Dopo aver riaperto gran parte delle attività, Israele (9 milioni di abitanti) ha finalmente tolto l’obbligo di indossare la mascherina all’aperto. Si tratta di un passaggio anche simbolico che sancisce la fine di un lungo periodo di restrizioni. Può essere interessante vedere quale sia la situazione attuale di Israele e confrontarla con i numeri italiani: questo ci permette di capire meglio i criteri di “rischio calcolato” che sono stati adottati dallo Stato israeliano:
- Cittadini che hanno ricevuto almeno una dose vaccinale: 62% (di cui il 55% ha ricevuto ambedue le dosi Pfizer-BioNTech). In Italia 17,8% (di cui il 7,4 ha ricevuto ambedue le dosi).
- Ricoverati in terapia intensiva: 2,1 per ogni 100.000 abitanti. In Italia circa 5.

[IL PROBLEMA]
Puoi riportare parola per parola, dal brano su Israele e le restrizioni, tutto ciò che va da "Dopo aver riaperto" fino a "ambedue le dosi).", estremi compresi?

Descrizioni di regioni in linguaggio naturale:
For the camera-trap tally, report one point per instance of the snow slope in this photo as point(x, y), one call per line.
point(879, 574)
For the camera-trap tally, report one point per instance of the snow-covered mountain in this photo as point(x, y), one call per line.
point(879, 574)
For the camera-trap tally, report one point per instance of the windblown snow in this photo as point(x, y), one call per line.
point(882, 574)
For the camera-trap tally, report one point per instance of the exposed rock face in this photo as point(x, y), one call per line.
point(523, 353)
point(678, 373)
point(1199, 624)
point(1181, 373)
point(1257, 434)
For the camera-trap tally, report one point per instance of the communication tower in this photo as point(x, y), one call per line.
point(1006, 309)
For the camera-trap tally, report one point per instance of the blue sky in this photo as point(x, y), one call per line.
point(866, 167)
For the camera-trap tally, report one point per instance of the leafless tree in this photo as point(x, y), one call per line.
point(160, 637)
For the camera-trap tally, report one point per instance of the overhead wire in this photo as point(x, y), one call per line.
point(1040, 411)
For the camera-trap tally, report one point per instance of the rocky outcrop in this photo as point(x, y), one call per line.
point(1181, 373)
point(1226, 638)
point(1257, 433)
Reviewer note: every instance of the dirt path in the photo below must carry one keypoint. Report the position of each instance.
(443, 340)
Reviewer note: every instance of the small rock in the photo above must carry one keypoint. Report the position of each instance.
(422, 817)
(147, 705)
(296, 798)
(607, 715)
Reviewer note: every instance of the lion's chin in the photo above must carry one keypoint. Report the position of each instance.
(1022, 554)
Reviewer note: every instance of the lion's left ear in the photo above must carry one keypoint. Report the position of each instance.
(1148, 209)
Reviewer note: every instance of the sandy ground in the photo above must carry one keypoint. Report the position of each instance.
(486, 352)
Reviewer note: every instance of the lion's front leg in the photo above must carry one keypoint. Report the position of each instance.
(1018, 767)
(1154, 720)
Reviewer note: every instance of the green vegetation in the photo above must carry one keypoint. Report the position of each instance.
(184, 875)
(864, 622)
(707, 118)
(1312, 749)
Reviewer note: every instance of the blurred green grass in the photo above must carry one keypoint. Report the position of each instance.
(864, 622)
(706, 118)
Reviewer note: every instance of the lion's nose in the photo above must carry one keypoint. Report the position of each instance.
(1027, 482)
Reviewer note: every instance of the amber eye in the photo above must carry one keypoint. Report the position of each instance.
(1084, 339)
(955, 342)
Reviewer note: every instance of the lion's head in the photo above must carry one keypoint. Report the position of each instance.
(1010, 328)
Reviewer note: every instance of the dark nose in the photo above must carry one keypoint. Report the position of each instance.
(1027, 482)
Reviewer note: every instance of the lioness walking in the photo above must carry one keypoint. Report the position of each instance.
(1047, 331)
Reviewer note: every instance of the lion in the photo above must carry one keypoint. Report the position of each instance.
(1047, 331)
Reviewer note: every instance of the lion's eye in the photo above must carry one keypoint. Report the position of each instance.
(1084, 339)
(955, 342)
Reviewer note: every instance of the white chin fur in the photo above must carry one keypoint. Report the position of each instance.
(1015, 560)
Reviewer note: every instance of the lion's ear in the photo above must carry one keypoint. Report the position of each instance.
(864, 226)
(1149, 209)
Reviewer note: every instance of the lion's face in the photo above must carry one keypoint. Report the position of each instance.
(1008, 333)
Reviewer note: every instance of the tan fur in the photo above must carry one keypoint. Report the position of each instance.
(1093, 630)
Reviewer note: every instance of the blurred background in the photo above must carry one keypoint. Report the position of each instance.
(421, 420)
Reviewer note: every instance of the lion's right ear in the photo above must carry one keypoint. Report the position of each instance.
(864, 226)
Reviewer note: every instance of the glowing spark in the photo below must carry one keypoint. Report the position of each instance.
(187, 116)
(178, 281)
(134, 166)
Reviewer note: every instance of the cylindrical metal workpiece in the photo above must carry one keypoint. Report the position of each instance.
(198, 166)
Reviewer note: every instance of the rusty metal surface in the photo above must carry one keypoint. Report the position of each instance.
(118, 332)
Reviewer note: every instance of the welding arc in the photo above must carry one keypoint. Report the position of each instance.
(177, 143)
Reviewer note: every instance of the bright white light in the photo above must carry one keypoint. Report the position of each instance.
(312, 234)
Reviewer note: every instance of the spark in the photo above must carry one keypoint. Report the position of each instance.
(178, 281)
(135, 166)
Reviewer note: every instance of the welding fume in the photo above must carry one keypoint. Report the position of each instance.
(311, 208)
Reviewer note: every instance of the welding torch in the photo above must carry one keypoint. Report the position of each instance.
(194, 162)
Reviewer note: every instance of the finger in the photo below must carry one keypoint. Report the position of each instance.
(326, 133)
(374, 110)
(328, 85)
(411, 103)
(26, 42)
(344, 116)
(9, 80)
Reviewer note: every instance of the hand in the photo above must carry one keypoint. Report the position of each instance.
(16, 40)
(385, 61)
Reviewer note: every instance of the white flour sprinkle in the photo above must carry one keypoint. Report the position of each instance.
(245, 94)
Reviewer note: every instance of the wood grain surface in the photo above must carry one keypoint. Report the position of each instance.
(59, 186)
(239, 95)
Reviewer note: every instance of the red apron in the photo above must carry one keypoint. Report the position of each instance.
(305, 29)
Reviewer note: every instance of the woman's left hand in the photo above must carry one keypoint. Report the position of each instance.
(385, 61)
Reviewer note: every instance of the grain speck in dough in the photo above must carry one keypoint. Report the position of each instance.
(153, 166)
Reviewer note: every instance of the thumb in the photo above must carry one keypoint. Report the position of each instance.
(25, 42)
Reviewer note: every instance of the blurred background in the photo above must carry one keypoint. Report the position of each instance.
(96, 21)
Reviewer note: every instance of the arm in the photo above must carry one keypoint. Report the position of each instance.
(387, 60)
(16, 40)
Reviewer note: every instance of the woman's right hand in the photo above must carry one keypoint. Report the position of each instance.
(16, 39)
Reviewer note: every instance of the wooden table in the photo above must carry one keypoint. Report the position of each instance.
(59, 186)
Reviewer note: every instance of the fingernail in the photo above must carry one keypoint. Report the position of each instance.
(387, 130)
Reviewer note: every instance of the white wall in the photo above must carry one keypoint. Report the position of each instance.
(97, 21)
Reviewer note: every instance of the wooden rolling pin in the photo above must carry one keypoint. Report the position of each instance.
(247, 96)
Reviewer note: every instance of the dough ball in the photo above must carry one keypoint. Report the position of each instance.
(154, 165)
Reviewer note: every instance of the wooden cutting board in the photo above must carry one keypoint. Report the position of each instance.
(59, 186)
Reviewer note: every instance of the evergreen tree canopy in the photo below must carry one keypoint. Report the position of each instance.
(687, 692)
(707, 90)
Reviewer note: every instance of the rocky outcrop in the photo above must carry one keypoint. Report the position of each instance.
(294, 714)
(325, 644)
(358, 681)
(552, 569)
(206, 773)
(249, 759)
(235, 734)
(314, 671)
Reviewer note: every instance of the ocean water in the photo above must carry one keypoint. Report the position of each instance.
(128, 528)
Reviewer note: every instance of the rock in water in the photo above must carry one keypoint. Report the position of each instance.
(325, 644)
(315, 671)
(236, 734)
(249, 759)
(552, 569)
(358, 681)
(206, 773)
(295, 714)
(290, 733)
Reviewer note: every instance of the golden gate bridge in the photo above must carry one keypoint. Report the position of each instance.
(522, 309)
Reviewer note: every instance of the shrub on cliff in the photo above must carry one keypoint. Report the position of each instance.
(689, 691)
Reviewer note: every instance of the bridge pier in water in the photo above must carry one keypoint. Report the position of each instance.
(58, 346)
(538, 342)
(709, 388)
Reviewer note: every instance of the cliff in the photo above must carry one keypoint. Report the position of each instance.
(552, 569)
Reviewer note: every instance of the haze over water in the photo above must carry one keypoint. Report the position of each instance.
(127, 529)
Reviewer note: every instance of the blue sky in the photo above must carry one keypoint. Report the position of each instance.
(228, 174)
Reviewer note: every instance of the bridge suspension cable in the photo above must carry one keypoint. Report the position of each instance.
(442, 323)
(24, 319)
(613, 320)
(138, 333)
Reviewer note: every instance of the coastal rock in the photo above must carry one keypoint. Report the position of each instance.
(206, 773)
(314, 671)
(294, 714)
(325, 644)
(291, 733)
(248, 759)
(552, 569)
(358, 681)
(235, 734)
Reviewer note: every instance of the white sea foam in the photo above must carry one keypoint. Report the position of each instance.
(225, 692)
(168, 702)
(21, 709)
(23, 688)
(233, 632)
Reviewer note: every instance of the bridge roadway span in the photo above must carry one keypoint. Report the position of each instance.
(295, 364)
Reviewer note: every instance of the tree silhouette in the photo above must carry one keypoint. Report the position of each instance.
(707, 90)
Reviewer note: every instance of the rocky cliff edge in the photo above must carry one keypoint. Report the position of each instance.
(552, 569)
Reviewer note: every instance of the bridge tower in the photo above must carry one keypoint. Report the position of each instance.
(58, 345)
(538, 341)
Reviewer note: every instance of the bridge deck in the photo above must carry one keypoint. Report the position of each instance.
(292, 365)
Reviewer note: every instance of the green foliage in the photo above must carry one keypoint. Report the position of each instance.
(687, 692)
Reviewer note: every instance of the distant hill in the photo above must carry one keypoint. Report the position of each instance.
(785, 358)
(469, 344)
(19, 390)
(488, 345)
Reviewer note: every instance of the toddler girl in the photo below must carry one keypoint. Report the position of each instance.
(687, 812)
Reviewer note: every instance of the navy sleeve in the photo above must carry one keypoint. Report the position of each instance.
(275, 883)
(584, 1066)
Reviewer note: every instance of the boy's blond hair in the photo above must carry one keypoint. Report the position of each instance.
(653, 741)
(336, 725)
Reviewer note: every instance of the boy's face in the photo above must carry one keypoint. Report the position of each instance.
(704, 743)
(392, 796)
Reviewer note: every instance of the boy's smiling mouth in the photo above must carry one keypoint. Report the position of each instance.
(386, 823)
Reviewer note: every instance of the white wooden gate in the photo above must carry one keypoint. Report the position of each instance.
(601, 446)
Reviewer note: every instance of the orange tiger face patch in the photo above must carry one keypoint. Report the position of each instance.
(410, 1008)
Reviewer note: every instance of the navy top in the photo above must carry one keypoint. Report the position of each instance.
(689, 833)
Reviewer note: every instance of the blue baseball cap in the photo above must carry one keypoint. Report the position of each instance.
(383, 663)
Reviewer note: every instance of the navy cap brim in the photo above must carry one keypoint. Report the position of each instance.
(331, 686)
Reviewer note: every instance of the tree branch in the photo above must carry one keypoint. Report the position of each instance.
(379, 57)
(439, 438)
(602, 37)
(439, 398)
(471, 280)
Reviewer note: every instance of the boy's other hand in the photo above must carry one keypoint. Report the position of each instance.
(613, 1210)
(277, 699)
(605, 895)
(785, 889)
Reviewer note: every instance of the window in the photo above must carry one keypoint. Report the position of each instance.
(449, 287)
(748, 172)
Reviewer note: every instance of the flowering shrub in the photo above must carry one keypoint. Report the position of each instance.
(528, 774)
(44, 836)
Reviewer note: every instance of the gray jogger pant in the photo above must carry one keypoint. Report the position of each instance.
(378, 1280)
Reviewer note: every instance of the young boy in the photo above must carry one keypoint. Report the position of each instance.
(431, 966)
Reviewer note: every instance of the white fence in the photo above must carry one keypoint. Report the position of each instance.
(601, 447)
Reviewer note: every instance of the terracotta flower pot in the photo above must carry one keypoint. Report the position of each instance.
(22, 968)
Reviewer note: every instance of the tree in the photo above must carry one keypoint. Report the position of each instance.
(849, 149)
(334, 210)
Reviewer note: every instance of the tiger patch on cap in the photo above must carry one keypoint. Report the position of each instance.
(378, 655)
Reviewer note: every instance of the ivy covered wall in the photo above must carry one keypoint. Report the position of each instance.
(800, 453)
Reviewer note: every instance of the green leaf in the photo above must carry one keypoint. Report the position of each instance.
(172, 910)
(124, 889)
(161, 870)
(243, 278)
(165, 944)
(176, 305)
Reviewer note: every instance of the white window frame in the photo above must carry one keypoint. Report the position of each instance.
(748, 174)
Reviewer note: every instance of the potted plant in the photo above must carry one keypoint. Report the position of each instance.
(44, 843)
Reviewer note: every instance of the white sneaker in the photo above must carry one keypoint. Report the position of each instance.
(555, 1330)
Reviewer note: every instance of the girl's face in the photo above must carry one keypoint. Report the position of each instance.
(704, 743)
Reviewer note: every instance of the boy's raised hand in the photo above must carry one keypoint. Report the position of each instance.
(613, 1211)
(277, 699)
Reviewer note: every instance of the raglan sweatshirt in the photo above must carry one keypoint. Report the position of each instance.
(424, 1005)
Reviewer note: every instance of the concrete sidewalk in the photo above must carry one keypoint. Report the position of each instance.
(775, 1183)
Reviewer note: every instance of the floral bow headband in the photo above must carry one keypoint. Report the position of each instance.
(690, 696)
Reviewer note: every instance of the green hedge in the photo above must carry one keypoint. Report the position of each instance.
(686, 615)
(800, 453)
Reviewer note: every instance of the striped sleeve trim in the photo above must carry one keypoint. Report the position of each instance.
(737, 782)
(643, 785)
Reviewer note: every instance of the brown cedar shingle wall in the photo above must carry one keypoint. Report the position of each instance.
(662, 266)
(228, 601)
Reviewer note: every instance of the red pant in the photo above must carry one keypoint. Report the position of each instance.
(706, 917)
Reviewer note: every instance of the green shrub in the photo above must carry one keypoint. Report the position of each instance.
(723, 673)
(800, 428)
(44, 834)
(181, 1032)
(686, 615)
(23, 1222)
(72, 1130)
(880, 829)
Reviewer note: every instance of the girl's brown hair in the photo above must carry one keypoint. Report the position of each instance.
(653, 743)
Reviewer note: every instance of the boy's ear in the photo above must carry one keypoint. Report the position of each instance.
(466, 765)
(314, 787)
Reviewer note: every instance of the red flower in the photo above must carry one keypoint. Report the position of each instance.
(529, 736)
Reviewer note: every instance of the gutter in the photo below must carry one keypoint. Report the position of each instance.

[RISPOSTA FINALE]
Dopo aver riaperto gran parte delle attività, Israele (9 milioni di abitanti) ha finalmente tolto l’obbligo di indossare la mascherina all’aperto. Si tratta di un passaggio anche simbolico che sancisce la fine di un lungo periodo di restrizioni. Può essere interessante vedere quale sia la situazione attuale di Israele e confrontarla con i numeri italiani: questo ci permette di capire meglio i criteri di “rischio calcolato” che sono stati adottati dallo Stato israeliano:
- Cittadini che hanno ricevuto almeno una dose vaccinale: 62% (di cui il 55% ha ricevuto ambedue le dosi Pfizer-BioNTech). In Italia 17,8% (di cui il 7,4 ha ricevuto ambedue le dosi).